BEGIN EXERCISE MATERIALS

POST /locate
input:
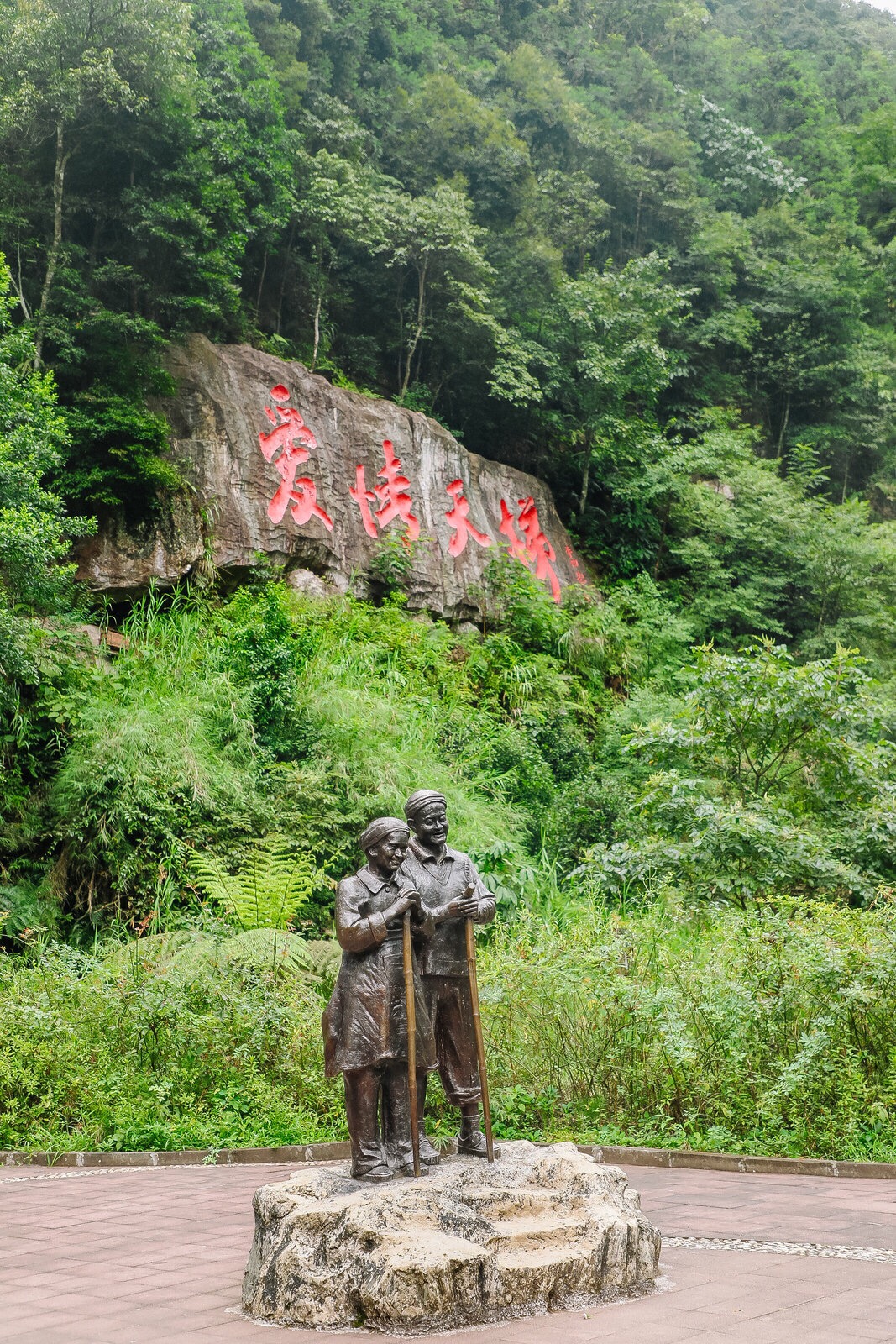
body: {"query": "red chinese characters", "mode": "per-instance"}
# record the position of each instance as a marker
(394, 496)
(516, 546)
(288, 445)
(532, 549)
(458, 517)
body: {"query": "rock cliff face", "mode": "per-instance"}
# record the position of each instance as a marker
(329, 484)
(542, 1230)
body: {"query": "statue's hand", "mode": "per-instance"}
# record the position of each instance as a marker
(463, 907)
(409, 900)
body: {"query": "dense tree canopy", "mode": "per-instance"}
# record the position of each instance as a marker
(418, 195)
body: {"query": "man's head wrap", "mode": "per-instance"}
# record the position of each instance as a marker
(379, 828)
(421, 800)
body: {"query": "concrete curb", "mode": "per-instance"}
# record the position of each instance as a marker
(184, 1158)
(676, 1158)
(671, 1158)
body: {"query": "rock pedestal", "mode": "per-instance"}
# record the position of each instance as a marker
(332, 487)
(542, 1230)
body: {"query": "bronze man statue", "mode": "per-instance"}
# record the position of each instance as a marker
(443, 877)
(365, 1021)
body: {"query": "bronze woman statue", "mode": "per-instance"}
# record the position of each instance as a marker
(365, 1021)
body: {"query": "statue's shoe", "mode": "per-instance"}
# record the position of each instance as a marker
(429, 1156)
(473, 1146)
(382, 1171)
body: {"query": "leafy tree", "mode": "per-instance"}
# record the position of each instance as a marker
(434, 248)
(34, 533)
(772, 786)
(65, 66)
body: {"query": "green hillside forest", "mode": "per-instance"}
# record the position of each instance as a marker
(645, 249)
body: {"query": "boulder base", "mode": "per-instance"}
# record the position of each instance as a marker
(542, 1230)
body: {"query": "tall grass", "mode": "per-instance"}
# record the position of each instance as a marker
(752, 1032)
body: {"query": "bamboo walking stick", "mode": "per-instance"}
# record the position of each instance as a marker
(411, 1041)
(479, 1039)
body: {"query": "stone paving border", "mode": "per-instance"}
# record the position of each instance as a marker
(763, 1247)
(669, 1158)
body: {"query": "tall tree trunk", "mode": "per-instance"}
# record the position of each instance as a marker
(586, 475)
(55, 248)
(261, 286)
(418, 327)
(317, 323)
(785, 423)
(282, 279)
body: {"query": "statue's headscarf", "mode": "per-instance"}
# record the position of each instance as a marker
(379, 828)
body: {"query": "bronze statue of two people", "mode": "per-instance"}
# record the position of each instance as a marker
(403, 922)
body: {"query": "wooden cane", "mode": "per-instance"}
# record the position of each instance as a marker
(479, 1039)
(411, 1041)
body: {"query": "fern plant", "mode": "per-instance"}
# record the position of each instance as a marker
(269, 890)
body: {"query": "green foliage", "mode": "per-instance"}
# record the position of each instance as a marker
(269, 891)
(34, 533)
(566, 233)
(765, 1032)
(773, 786)
(757, 1032)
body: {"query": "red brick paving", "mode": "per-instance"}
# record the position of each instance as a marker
(156, 1257)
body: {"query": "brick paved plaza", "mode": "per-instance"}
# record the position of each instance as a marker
(156, 1257)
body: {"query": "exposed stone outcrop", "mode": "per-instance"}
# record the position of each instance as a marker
(300, 497)
(542, 1230)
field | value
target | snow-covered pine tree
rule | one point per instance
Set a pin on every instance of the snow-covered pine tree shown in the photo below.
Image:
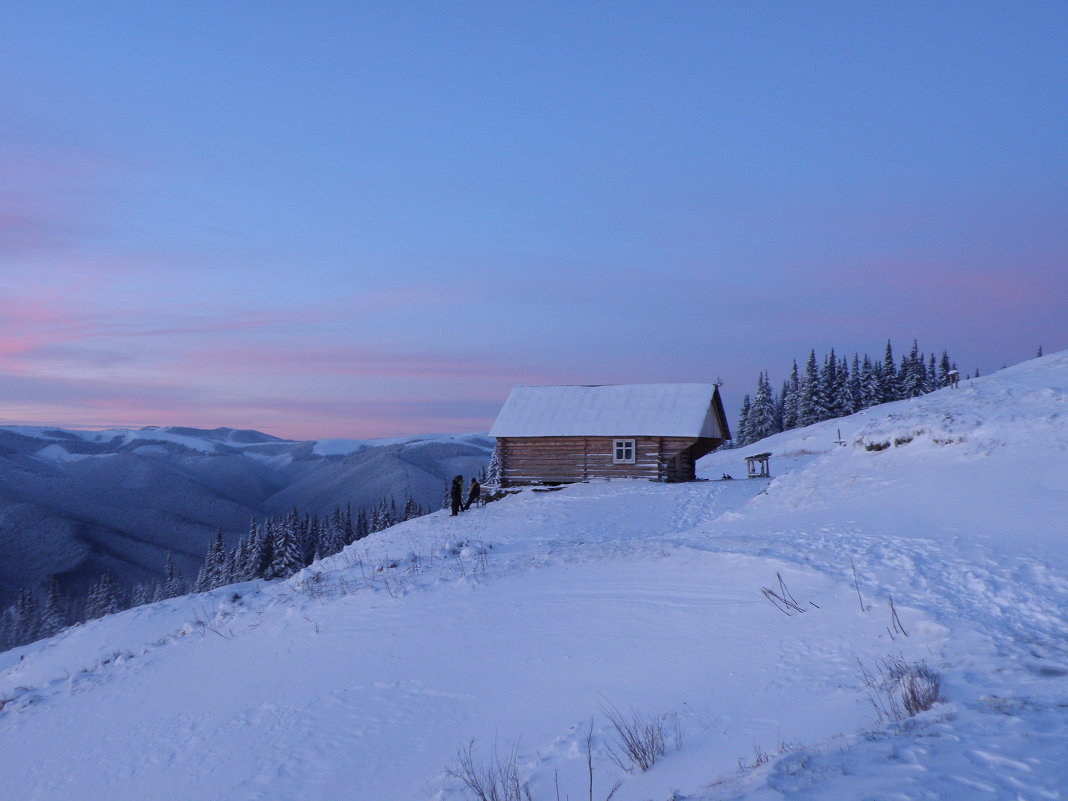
(854, 391)
(287, 553)
(823, 397)
(104, 597)
(141, 594)
(741, 433)
(263, 551)
(411, 508)
(911, 376)
(943, 370)
(348, 528)
(889, 377)
(27, 617)
(790, 398)
(173, 583)
(841, 404)
(213, 572)
(873, 389)
(492, 472)
(8, 628)
(309, 537)
(810, 388)
(53, 615)
(760, 422)
(930, 378)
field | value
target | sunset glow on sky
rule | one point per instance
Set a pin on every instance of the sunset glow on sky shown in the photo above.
(373, 219)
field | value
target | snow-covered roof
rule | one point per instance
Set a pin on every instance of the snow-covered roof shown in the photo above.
(612, 410)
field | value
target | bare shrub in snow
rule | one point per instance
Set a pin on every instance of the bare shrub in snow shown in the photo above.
(640, 740)
(898, 690)
(497, 780)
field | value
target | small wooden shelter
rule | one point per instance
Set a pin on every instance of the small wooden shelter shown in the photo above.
(559, 435)
(758, 466)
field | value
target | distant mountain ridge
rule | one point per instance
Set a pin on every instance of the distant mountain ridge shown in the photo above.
(76, 502)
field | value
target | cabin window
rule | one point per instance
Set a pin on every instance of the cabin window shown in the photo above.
(623, 452)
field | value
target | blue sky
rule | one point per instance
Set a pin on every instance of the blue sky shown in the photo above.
(345, 219)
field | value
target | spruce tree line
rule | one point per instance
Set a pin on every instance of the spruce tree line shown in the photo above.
(834, 389)
(276, 548)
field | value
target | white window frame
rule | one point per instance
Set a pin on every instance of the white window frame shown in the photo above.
(621, 449)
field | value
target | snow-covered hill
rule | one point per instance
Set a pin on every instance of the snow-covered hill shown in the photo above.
(76, 502)
(522, 622)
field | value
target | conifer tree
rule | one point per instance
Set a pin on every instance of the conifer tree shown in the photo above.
(760, 421)
(104, 597)
(348, 525)
(173, 583)
(943, 370)
(411, 508)
(27, 617)
(493, 471)
(810, 388)
(791, 398)
(854, 391)
(823, 395)
(741, 433)
(53, 616)
(287, 554)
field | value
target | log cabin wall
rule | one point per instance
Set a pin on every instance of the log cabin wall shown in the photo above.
(566, 459)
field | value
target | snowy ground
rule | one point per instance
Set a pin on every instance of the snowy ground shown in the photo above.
(519, 623)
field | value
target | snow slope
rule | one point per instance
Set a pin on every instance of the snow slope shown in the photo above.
(521, 622)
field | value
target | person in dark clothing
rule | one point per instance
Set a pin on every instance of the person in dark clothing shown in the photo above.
(456, 495)
(473, 491)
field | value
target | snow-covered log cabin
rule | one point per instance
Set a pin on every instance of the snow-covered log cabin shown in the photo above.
(549, 435)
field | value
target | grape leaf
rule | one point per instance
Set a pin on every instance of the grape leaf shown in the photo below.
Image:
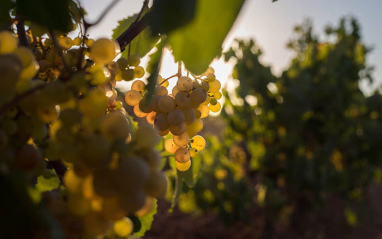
(147, 220)
(142, 44)
(47, 183)
(53, 15)
(5, 8)
(164, 12)
(197, 43)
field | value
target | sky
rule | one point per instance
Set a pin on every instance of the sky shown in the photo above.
(270, 24)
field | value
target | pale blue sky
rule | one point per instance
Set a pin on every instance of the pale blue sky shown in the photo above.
(271, 24)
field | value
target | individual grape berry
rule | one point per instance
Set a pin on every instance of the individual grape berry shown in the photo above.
(133, 97)
(133, 60)
(182, 155)
(198, 142)
(184, 83)
(175, 117)
(183, 166)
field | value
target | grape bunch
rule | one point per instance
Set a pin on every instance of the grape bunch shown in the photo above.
(58, 104)
(178, 113)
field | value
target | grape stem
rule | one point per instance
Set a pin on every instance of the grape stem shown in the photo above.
(176, 75)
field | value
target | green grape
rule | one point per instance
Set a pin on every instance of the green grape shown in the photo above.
(204, 110)
(215, 108)
(122, 63)
(183, 166)
(194, 128)
(94, 104)
(189, 115)
(123, 227)
(182, 155)
(115, 126)
(214, 86)
(161, 90)
(146, 137)
(27, 157)
(178, 130)
(138, 112)
(133, 97)
(111, 209)
(103, 50)
(193, 152)
(184, 83)
(213, 101)
(175, 117)
(133, 60)
(198, 142)
(8, 42)
(127, 75)
(150, 118)
(65, 42)
(139, 72)
(218, 95)
(182, 100)
(139, 85)
(182, 140)
(156, 185)
(211, 77)
(197, 97)
(161, 122)
(166, 103)
(170, 146)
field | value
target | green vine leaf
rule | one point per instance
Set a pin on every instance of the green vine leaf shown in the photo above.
(142, 44)
(197, 43)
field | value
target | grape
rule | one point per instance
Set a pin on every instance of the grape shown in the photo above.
(138, 112)
(123, 227)
(182, 155)
(8, 42)
(197, 97)
(133, 97)
(183, 166)
(182, 100)
(166, 103)
(139, 85)
(127, 75)
(170, 146)
(215, 108)
(214, 86)
(178, 130)
(104, 50)
(198, 142)
(133, 60)
(161, 122)
(161, 90)
(156, 185)
(115, 126)
(175, 117)
(150, 118)
(204, 110)
(182, 140)
(189, 115)
(193, 152)
(122, 63)
(184, 83)
(146, 137)
(139, 72)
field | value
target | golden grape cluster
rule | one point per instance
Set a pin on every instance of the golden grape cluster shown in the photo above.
(58, 104)
(178, 113)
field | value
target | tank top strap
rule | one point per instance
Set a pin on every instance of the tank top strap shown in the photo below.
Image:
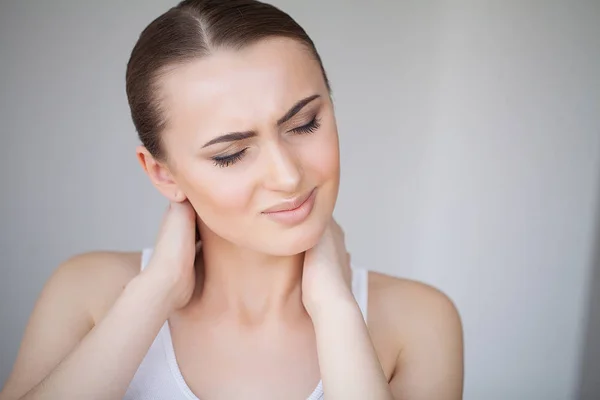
(360, 288)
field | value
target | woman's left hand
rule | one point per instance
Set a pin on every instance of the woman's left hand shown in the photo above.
(327, 275)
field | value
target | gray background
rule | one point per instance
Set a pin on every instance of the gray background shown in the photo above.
(470, 134)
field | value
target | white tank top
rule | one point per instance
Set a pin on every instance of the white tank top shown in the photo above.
(158, 377)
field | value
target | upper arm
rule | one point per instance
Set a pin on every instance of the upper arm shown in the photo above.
(62, 316)
(430, 361)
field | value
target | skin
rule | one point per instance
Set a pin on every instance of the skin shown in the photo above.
(259, 293)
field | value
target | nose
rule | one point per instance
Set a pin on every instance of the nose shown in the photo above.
(284, 170)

END EXERCISE MATERIALS

## TASK PROMPT
Only the number should be given: how many lines in the data contain the string "brick".

## RESULT
2